- _PROBLEM TO SOLVE_:
Please report every line of the material below that contains the word "armchair", copying each such line in full.

## BEGIN INPUT ROWS

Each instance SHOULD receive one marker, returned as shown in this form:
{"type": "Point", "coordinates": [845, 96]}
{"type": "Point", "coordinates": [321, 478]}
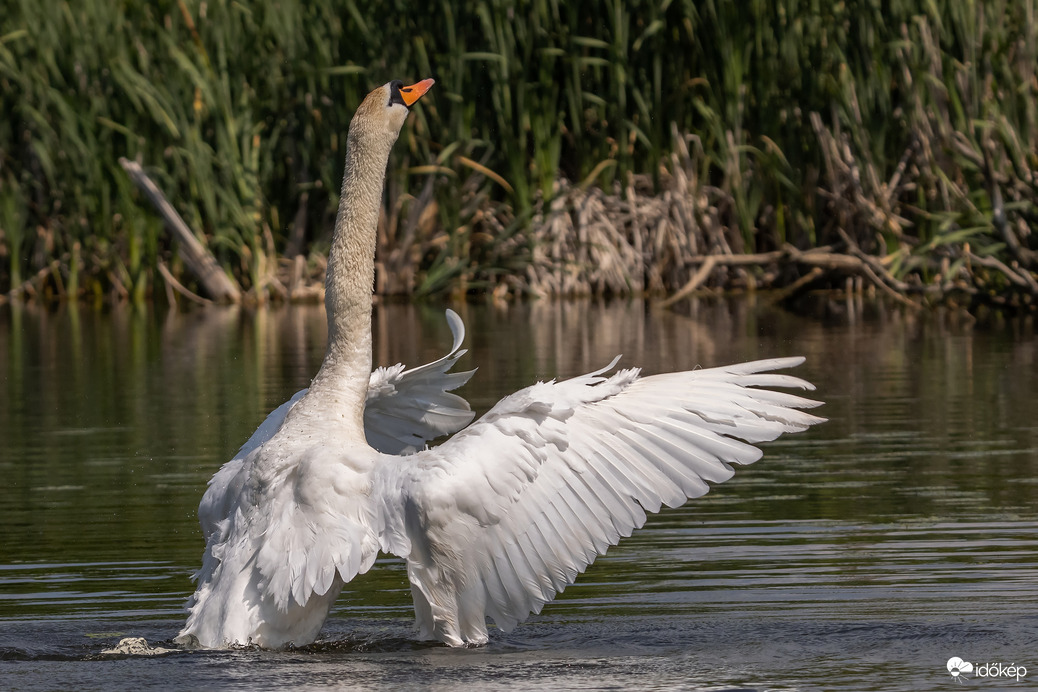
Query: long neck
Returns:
{"type": "Point", "coordinates": [342, 383]}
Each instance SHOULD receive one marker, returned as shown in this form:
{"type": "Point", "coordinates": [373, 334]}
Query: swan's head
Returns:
{"type": "Point", "coordinates": [383, 111]}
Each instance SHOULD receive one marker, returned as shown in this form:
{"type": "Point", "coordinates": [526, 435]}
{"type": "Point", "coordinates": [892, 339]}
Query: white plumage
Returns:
{"type": "Point", "coordinates": [495, 521]}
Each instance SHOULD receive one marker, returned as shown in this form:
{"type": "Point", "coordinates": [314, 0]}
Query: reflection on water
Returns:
{"type": "Point", "coordinates": [859, 555]}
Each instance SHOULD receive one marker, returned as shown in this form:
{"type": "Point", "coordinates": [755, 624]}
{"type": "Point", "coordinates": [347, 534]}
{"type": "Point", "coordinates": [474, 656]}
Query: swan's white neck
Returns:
{"type": "Point", "coordinates": [342, 383]}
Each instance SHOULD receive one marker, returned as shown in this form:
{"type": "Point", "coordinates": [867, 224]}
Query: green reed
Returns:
{"type": "Point", "coordinates": [239, 111]}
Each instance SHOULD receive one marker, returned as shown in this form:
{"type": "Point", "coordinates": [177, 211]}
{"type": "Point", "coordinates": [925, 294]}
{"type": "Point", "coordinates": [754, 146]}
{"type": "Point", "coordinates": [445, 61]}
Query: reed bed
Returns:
{"type": "Point", "coordinates": [585, 147]}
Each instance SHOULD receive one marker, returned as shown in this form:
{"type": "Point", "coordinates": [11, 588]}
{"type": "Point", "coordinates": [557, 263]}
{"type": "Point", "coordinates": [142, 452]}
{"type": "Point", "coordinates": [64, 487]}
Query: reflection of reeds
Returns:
{"type": "Point", "coordinates": [546, 160]}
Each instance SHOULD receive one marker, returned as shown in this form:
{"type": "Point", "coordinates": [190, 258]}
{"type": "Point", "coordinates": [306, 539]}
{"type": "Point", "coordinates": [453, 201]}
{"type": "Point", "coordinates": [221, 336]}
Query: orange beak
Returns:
{"type": "Point", "coordinates": [411, 93]}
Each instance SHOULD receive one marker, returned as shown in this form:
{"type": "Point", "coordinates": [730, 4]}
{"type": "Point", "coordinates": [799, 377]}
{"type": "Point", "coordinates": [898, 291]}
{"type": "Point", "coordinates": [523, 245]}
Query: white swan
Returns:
{"type": "Point", "coordinates": [495, 521]}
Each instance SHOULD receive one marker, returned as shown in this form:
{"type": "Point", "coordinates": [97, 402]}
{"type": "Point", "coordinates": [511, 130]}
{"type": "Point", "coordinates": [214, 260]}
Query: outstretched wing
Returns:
{"type": "Point", "coordinates": [405, 409]}
{"type": "Point", "coordinates": [507, 514]}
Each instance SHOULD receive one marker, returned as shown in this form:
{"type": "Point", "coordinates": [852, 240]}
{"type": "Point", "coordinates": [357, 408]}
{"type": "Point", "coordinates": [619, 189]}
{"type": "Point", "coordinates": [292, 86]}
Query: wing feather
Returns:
{"type": "Point", "coordinates": [519, 503]}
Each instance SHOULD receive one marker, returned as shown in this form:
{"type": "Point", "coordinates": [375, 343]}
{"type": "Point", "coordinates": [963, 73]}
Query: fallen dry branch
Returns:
{"type": "Point", "coordinates": [195, 255]}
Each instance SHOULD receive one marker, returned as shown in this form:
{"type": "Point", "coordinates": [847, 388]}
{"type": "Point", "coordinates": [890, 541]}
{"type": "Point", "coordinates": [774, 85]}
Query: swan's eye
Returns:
{"type": "Point", "coordinates": [395, 87]}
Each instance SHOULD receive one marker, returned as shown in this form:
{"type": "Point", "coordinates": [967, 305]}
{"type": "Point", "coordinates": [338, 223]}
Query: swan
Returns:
{"type": "Point", "coordinates": [496, 520]}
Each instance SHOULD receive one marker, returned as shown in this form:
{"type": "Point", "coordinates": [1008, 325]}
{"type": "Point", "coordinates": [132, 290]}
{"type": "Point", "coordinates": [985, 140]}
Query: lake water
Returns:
{"type": "Point", "coordinates": [861, 555]}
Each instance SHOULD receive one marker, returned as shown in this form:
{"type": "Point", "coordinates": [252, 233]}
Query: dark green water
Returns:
{"type": "Point", "coordinates": [859, 555]}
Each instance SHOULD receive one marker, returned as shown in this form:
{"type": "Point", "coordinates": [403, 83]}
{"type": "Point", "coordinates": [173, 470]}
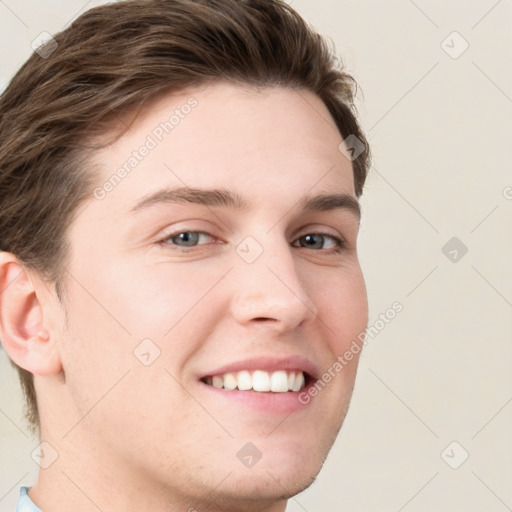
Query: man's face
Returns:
{"type": "Point", "coordinates": [210, 286]}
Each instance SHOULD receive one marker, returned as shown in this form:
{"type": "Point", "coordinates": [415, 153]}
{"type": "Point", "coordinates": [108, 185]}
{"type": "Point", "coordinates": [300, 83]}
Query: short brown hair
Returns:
{"type": "Point", "coordinates": [109, 62]}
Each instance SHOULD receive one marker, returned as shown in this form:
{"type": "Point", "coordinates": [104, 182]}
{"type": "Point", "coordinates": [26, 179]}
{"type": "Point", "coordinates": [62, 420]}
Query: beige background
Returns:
{"type": "Point", "coordinates": [440, 130]}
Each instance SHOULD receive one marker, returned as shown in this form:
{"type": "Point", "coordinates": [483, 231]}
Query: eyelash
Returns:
{"type": "Point", "coordinates": [340, 244]}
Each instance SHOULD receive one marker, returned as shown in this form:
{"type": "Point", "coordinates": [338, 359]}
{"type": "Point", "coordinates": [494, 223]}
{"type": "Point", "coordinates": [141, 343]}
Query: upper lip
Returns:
{"type": "Point", "coordinates": [268, 364]}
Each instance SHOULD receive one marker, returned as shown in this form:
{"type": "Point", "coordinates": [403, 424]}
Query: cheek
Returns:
{"type": "Point", "coordinates": [343, 306]}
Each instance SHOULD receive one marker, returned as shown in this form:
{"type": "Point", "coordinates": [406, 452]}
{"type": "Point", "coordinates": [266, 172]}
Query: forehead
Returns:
{"type": "Point", "coordinates": [272, 141]}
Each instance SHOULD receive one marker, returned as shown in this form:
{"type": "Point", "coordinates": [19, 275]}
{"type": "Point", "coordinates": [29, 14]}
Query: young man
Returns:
{"type": "Point", "coordinates": [179, 184]}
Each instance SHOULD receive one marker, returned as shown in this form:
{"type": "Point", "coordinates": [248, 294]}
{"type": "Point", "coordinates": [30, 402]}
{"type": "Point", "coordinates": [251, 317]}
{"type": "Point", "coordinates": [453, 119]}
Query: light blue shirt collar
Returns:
{"type": "Point", "coordinates": [25, 504]}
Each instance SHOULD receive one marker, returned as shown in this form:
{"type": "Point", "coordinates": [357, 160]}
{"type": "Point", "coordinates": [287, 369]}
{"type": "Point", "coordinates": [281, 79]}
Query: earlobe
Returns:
{"type": "Point", "coordinates": [24, 336]}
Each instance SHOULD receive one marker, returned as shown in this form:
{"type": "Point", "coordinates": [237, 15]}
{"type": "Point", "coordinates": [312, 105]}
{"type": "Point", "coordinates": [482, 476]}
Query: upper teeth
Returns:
{"type": "Point", "coordinates": [259, 380]}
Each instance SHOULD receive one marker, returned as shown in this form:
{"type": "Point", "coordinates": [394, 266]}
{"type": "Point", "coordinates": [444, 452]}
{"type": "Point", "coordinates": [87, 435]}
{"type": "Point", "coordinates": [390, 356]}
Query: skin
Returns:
{"type": "Point", "coordinates": [150, 438]}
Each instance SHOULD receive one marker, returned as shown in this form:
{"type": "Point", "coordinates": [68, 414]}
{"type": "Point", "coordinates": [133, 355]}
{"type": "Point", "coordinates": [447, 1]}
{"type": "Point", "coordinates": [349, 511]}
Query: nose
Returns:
{"type": "Point", "coordinates": [270, 290]}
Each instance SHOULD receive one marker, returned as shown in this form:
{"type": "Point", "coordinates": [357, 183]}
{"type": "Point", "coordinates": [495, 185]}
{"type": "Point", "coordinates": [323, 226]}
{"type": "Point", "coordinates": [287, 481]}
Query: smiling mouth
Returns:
{"type": "Point", "coordinates": [281, 381]}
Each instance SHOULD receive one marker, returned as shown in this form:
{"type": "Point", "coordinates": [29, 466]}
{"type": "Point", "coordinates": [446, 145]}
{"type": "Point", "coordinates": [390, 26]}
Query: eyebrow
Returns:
{"type": "Point", "coordinates": [221, 197]}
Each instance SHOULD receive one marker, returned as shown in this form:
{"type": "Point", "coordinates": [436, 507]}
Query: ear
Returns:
{"type": "Point", "coordinates": [23, 333]}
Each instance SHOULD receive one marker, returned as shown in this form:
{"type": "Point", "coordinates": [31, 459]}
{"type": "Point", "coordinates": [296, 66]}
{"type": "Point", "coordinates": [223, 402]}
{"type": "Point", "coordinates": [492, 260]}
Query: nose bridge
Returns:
{"type": "Point", "coordinates": [268, 284]}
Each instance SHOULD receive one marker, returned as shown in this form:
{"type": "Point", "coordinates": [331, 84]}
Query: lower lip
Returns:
{"type": "Point", "coordinates": [268, 402]}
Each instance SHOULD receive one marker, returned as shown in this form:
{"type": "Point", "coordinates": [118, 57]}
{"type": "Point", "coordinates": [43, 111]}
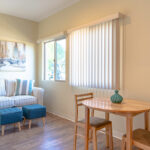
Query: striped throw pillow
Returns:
{"type": "Point", "coordinates": [24, 87]}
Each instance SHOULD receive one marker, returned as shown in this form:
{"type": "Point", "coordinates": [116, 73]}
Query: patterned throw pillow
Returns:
{"type": "Point", "coordinates": [2, 87]}
{"type": "Point", "coordinates": [24, 87]}
{"type": "Point", "coordinates": [10, 87]}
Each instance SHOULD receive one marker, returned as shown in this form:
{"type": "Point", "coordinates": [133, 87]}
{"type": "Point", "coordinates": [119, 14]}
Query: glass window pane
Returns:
{"type": "Point", "coordinates": [61, 59]}
{"type": "Point", "coordinates": [49, 60]}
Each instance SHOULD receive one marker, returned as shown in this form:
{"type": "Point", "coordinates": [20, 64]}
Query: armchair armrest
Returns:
{"type": "Point", "coordinates": [39, 93]}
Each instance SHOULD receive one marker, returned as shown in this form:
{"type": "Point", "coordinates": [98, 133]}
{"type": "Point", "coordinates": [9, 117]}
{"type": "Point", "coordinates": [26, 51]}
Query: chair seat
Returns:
{"type": "Point", "coordinates": [142, 136]}
{"type": "Point", "coordinates": [96, 122]}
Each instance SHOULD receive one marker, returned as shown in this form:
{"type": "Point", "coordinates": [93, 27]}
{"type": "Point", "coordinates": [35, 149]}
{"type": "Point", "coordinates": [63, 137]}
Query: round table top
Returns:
{"type": "Point", "coordinates": [127, 106]}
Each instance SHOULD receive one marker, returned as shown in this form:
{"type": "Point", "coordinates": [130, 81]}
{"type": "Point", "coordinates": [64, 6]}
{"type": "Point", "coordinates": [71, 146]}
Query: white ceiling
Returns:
{"type": "Point", "coordinates": [35, 10]}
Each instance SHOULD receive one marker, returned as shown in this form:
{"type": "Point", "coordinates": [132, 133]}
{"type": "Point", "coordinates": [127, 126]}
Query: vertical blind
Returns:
{"type": "Point", "coordinates": [93, 56]}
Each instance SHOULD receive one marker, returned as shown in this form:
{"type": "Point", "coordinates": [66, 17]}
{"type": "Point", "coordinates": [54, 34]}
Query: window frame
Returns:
{"type": "Point", "coordinates": [55, 59]}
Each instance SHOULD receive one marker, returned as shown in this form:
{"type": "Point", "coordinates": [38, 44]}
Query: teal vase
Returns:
{"type": "Point", "coordinates": [116, 98]}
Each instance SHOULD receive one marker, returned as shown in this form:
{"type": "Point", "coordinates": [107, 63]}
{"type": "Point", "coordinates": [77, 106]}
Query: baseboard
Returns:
{"type": "Point", "coordinates": [116, 134]}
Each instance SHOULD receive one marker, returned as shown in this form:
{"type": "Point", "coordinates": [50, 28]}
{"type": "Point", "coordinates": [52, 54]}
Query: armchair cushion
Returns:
{"type": "Point", "coordinates": [38, 93]}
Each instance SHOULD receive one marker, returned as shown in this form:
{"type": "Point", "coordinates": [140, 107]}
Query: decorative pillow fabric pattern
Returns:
{"type": "Point", "coordinates": [2, 87]}
{"type": "Point", "coordinates": [10, 86]}
{"type": "Point", "coordinates": [24, 87]}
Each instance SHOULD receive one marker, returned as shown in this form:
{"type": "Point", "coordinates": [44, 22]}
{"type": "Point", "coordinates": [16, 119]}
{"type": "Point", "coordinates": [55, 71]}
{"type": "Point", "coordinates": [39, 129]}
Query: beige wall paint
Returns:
{"type": "Point", "coordinates": [20, 30]}
{"type": "Point", "coordinates": [136, 60]}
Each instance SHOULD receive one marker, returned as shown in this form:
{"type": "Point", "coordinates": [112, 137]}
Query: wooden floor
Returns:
{"type": "Point", "coordinates": [56, 135]}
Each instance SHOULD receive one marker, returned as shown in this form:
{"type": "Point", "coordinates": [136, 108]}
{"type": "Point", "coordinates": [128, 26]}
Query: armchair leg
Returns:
{"type": "Point", "coordinates": [94, 139]}
{"type": "Point", "coordinates": [110, 137]}
{"type": "Point", "coordinates": [19, 126]}
{"type": "Point", "coordinates": [123, 143]}
{"type": "Point", "coordinates": [3, 130]}
{"type": "Point", "coordinates": [75, 137]}
{"type": "Point", "coordinates": [30, 122]}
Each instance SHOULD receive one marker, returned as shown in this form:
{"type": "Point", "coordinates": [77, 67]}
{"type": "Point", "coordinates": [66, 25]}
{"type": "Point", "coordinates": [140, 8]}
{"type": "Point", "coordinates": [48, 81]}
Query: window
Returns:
{"type": "Point", "coordinates": [93, 56]}
{"type": "Point", "coordinates": [55, 60]}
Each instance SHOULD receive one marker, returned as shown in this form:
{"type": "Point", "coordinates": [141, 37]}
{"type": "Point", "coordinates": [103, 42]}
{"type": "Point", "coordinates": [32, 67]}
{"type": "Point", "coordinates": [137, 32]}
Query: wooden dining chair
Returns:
{"type": "Point", "coordinates": [95, 123]}
{"type": "Point", "coordinates": [141, 139]}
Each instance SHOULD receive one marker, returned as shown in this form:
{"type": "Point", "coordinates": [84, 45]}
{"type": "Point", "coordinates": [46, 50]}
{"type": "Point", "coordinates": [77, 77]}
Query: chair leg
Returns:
{"type": "Point", "coordinates": [3, 130]}
{"type": "Point", "coordinates": [94, 139]}
{"type": "Point", "coordinates": [123, 143]}
{"type": "Point", "coordinates": [19, 126]}
{"type": "Point", "coordinates": [30, 122]}
{"type": "Point", "coordinates": [75, 137]}
{"type": "Point", "coordinates": [107, 136]}
{"type": "Point", "coordinates": [24, 121]}
{"type": "Point", "coordinates": [43, 121]}
{"type": "Point", "coordinates": [110, 137]}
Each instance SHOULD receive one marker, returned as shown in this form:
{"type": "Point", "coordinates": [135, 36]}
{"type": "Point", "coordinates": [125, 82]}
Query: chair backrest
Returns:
{"type": "Point", "coordinates": [78, 102]}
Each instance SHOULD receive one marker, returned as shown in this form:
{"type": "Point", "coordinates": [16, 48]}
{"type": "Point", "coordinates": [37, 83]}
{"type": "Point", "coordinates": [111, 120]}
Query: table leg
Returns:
{"type": "Point", "coordinates": [147, 120]}
{"type": "Point", "coordinates": [129, 126]}
{"type": "Point", "coordinates": [87, 114]}
{"type": "Point", "coordinates": [107, 129]}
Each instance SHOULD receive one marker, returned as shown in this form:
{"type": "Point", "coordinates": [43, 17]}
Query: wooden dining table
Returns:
{"type": "Point", "coordinates": [128, 108]}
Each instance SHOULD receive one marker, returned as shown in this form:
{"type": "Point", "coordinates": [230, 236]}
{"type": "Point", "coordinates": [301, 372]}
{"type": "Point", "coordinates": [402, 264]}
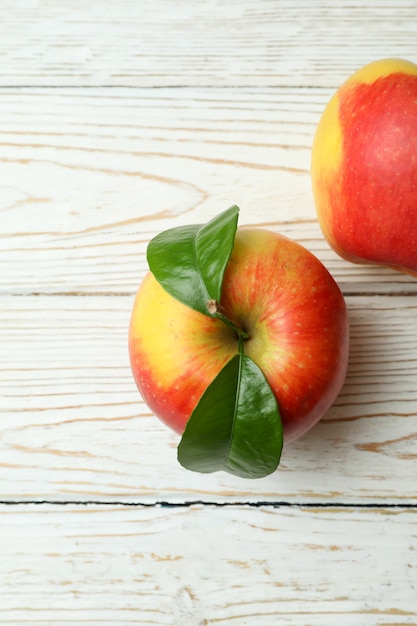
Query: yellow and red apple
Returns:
{"type": "Point", "coordinates": [364, 166]}
{"type": "Point", "coordinates": [288, 304]}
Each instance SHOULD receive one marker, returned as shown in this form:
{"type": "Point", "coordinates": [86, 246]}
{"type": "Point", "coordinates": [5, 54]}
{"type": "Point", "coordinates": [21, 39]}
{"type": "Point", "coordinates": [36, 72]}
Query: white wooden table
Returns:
{"type": "Point", "coordinates": [118, 120]}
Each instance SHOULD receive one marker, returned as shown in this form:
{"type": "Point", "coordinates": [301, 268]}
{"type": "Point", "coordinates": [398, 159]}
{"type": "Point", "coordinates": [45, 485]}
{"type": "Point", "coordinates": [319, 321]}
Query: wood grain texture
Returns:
{"type": "Point", "coordinates": [74, 426]}
{"type": "Point", "coordinates": [90, 176]}
{"type": "Point", "coordinates": [203, 566]}
{"type": "Point", "coordinates": [118, 120]}
{"type": "Point", "coordinates": [210, 43]}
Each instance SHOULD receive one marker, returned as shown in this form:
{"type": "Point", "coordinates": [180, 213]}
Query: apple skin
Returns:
{"type": "Point", "coordinates": [287, 301]}
{"type": "Point", "coordinates": [364, 166]}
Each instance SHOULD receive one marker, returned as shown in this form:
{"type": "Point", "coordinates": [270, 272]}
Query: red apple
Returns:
{"type": "Point", "coordinates": [292, 310]}
{"type": "Point", "coordinates": [364, 166]}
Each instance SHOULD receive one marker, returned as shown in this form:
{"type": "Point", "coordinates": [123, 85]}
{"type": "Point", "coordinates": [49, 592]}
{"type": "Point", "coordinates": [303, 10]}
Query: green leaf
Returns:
{"type": "Point", "coordinates": [236, 426]}
{"type": "Point", "coordinates": [189, 261]}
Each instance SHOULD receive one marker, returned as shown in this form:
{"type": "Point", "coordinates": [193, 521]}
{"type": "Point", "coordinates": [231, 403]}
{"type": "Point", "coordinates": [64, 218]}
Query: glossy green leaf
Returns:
{"type": "Point", "coordinates": [236, 426]}
{"type": "Point", "coordinates": [189, 261]}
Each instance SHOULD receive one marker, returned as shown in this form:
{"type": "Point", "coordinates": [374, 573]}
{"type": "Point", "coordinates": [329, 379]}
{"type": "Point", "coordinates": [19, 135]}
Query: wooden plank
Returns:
{"type": "Point", "coordinates": [73, 426]}
{"type": "Point", "coordinates": [207, 565]}
{"type": "Point", "coordinates": [186, 43]}
{"type": "Point", "coordinates": [88, 177]}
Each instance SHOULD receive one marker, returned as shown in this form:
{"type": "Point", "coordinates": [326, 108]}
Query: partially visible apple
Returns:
{"type": "Point", "coordinates": [292, 310]}
{"type": "Point", "coordinates": [364, 166]}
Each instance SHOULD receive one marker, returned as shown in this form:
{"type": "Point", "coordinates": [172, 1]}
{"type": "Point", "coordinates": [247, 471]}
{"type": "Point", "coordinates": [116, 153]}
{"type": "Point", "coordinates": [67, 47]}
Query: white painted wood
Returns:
{"type": "Point", "coordinates": [74, 426]}
{"type": "Point", "coordinates": [88, 177]}
{"type": "Point", "coordinates": [117, 120]}
{"type": "Point", "coordinates": [202, 566]}
{"type": "Point", "coordinates": [210, 43]}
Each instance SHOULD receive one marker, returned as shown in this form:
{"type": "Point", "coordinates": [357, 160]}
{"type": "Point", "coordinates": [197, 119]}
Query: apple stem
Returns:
{"type": "Point", "coordinates": [216, 309]}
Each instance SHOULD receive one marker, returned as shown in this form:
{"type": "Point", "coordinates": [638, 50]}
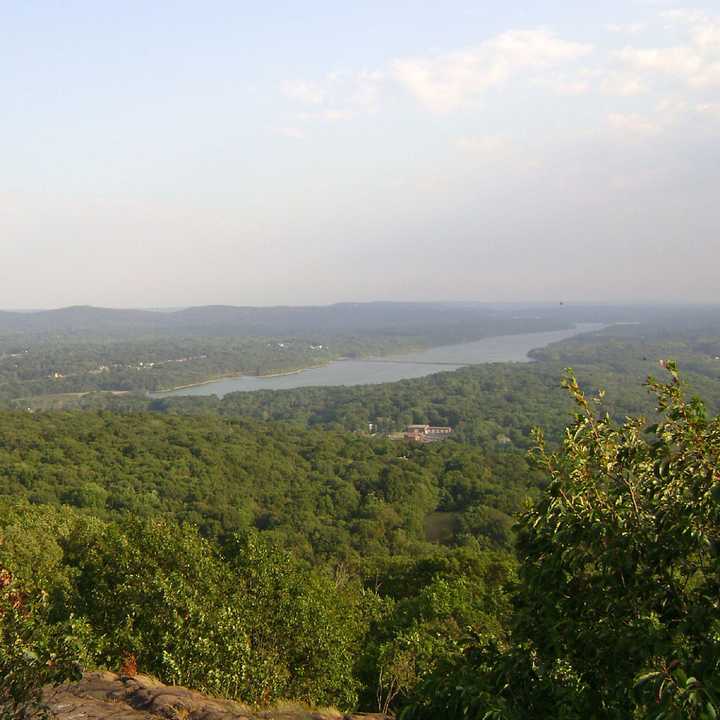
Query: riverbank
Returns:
{"type": "Point", "coordinates": [390, 368]}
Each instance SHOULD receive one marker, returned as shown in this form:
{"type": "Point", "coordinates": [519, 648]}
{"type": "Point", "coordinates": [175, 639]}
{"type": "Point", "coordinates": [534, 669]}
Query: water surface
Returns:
{"type": "Point", "coordinates": [391, 368]}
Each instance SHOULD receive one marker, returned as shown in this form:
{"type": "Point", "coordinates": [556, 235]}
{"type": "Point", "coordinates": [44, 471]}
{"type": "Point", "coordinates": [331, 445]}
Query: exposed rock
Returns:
{"type": "Point", "coordinates": [120, 697]}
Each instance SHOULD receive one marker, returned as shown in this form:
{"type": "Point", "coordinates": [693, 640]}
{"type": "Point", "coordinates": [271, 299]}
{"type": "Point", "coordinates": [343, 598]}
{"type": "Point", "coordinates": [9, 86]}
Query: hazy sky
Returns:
{"type": "Point", "coordinates": [173, 153]}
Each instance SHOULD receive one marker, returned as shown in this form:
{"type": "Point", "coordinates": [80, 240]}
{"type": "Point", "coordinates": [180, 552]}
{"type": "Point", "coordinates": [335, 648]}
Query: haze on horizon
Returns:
{"type": "Point", "coordinates": [175, 154]}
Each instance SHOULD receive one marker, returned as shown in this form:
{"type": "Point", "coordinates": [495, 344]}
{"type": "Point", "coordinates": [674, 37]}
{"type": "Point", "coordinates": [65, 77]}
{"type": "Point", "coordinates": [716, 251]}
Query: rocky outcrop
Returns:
{"type": "Point", "coordinates": [102, 695]}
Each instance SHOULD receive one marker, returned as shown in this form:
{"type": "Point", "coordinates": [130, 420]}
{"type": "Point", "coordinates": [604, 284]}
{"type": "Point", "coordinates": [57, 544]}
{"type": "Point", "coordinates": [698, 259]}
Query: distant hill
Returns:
{"type": "Point", "coordinates": [438, 321]}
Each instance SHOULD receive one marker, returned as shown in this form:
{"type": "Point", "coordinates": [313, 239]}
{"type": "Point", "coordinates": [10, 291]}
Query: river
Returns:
{"type": "Point", "coordinates": [391, 368]}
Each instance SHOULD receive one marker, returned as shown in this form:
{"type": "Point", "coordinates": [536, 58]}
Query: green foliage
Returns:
{"type": "Point", "coordinates": [619, 571]}
{"type": "Point", "coordinates": [33, 651]}
{"type": "Point", "coordinates": [327, 495]}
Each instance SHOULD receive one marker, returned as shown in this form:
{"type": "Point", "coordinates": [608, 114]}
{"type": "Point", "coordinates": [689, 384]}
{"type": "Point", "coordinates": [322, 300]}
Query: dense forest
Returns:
{"type": "Point", "coordinates": [270, 546]}
{"type": "Point", "coordinates": [190, 547]}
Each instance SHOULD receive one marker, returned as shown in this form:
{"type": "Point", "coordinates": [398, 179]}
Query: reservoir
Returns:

## END INPUT ROWS

- _EXERCISE RESPONSE_:
Query: armchair armrest
Query: armchair cushion
Query: armchair leg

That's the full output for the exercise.